Using the listing below, count the lines in which "flower" appears; give the count alone.

• **MATERIAL FOR THIS EXERCISE**:
--- START ---

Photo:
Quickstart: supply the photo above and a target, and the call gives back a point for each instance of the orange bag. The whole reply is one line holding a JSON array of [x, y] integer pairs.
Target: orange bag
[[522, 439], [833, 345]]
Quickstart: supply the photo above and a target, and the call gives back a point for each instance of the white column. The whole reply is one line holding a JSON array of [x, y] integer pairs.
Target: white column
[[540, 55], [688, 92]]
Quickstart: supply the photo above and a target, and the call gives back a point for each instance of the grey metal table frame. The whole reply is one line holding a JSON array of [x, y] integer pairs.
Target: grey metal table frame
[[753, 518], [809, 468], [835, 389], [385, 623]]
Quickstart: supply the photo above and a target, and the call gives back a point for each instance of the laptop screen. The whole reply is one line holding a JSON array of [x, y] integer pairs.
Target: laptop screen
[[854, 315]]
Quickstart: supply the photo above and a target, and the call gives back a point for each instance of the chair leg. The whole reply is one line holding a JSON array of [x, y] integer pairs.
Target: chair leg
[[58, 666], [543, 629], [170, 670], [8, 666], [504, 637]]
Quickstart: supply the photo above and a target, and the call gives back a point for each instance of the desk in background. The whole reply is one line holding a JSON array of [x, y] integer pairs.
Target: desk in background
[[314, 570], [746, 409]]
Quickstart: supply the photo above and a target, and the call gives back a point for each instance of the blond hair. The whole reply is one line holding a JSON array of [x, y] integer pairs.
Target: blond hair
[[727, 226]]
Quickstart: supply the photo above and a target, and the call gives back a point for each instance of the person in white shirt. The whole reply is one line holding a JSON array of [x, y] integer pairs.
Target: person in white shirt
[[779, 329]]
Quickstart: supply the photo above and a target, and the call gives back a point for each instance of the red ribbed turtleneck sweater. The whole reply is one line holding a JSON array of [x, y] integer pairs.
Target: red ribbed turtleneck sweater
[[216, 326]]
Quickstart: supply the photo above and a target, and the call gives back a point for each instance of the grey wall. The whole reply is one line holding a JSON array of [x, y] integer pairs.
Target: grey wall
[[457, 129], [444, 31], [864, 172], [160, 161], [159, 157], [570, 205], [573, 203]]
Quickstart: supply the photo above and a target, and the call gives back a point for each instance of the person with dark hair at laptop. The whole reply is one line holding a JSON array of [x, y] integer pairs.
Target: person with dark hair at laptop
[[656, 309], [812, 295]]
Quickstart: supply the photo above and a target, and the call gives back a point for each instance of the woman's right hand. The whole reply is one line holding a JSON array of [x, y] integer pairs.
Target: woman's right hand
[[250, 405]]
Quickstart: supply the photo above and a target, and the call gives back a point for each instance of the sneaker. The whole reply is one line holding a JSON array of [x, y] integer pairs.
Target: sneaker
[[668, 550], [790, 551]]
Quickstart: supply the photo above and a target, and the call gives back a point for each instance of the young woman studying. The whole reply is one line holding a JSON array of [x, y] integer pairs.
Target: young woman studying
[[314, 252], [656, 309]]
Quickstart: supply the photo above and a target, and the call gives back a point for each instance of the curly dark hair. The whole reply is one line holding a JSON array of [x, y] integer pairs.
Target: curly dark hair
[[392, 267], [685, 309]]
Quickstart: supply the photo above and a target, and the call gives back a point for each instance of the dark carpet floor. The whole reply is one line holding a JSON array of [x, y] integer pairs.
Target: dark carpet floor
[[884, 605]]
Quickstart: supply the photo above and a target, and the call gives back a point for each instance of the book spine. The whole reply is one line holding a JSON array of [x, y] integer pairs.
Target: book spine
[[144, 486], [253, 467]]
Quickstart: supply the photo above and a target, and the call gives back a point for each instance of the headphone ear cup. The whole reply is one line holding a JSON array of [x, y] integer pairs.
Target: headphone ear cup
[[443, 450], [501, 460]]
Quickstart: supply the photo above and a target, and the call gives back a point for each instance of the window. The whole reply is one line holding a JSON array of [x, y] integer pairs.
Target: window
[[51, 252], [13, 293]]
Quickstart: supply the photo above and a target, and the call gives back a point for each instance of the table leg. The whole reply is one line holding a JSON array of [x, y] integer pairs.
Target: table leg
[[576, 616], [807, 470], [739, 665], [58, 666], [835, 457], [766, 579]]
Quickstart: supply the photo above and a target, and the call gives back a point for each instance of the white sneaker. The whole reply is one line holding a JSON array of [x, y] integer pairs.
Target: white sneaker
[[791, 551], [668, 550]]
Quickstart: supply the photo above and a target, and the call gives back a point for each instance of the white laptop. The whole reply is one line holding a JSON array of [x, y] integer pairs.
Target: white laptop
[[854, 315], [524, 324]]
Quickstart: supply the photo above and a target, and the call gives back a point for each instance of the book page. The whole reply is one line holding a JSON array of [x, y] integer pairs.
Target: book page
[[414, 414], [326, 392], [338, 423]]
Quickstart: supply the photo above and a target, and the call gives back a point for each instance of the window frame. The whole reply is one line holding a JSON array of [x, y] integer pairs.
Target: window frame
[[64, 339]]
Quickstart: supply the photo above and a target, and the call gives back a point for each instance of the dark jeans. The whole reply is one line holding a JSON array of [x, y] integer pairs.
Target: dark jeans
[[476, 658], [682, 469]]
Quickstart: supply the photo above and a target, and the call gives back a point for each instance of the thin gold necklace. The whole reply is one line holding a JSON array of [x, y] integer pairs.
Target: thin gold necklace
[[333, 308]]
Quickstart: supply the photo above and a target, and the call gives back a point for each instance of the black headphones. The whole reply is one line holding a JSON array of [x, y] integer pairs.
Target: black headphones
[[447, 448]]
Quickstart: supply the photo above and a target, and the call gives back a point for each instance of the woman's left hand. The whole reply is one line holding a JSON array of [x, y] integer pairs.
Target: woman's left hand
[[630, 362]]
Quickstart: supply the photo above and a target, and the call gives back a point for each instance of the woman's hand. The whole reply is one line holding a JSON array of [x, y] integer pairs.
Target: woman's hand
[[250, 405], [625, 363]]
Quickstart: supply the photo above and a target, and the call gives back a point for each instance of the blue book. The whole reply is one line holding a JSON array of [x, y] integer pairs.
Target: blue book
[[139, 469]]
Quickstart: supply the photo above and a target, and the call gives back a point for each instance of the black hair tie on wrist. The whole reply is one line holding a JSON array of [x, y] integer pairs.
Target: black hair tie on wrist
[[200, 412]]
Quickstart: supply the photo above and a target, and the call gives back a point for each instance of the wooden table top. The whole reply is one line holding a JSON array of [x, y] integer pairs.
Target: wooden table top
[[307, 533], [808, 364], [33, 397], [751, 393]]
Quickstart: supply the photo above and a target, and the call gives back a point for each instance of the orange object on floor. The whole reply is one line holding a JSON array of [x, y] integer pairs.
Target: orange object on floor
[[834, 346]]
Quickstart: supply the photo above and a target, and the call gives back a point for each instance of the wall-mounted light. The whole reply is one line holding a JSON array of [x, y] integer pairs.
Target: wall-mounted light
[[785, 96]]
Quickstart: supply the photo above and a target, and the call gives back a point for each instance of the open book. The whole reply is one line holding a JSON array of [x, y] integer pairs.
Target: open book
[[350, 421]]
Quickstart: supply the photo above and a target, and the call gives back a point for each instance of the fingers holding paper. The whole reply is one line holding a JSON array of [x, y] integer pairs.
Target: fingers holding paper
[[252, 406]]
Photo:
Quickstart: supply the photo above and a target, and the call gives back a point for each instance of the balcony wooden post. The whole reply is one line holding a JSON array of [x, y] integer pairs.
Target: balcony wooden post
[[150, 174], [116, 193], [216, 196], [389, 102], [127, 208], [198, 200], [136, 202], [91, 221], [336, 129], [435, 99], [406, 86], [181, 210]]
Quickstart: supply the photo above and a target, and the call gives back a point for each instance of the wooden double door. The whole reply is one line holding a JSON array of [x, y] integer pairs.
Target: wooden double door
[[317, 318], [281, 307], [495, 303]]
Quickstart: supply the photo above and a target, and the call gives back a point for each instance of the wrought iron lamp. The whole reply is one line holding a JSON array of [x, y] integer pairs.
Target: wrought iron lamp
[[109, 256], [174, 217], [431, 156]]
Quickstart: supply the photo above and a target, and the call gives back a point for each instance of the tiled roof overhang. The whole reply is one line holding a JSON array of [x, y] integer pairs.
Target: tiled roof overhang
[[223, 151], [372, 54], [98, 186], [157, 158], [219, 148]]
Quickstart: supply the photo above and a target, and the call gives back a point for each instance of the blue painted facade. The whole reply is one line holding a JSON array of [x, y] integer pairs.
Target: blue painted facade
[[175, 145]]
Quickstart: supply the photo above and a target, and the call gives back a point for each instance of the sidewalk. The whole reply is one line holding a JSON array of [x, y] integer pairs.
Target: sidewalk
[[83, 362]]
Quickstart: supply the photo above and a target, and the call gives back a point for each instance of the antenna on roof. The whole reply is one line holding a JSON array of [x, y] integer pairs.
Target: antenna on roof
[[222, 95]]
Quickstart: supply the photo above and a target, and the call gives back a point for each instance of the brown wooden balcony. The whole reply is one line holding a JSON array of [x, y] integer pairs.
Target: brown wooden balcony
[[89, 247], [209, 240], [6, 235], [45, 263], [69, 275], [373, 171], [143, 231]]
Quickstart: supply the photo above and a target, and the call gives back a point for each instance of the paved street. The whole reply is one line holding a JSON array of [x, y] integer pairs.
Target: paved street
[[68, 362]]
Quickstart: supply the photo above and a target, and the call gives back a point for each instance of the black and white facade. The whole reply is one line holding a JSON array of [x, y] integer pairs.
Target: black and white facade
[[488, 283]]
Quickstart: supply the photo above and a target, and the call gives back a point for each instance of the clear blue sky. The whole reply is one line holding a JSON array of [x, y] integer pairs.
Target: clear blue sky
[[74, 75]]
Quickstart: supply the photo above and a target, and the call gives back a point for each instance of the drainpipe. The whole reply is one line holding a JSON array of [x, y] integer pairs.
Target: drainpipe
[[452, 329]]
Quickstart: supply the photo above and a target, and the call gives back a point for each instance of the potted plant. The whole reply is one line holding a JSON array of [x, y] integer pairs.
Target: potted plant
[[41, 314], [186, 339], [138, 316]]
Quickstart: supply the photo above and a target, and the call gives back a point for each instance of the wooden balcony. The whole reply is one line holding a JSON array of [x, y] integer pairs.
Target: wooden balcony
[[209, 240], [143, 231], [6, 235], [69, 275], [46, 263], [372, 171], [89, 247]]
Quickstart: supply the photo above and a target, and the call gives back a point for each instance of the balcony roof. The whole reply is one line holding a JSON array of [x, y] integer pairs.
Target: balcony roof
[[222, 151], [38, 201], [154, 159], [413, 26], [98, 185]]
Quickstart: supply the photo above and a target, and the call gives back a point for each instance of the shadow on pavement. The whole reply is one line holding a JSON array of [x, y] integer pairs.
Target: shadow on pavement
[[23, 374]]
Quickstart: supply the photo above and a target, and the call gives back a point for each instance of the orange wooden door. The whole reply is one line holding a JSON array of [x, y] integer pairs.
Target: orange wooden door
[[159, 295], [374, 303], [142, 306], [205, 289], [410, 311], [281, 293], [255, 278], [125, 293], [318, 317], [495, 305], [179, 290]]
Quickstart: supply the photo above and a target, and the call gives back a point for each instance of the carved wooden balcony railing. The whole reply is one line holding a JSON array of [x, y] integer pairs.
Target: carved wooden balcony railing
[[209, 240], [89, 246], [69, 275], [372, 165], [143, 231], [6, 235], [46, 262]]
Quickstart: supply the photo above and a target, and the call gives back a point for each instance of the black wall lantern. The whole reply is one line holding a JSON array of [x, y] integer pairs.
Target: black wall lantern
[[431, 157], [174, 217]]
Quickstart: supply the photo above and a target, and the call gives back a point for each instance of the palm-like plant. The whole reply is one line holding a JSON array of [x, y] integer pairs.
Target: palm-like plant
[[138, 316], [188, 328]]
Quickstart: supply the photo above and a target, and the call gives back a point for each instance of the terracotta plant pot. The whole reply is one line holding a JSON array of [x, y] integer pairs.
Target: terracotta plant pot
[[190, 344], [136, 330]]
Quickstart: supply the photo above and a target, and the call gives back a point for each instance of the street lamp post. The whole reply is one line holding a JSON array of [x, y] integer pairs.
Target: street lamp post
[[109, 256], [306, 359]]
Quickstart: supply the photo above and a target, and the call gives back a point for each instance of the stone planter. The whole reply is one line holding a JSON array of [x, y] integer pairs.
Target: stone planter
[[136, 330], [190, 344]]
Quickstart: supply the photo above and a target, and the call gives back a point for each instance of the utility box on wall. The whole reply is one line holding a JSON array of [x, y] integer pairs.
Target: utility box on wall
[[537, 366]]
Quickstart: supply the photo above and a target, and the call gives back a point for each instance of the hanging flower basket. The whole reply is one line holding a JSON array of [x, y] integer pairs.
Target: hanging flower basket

--- END ---

• **TASK SOLUTION**: 2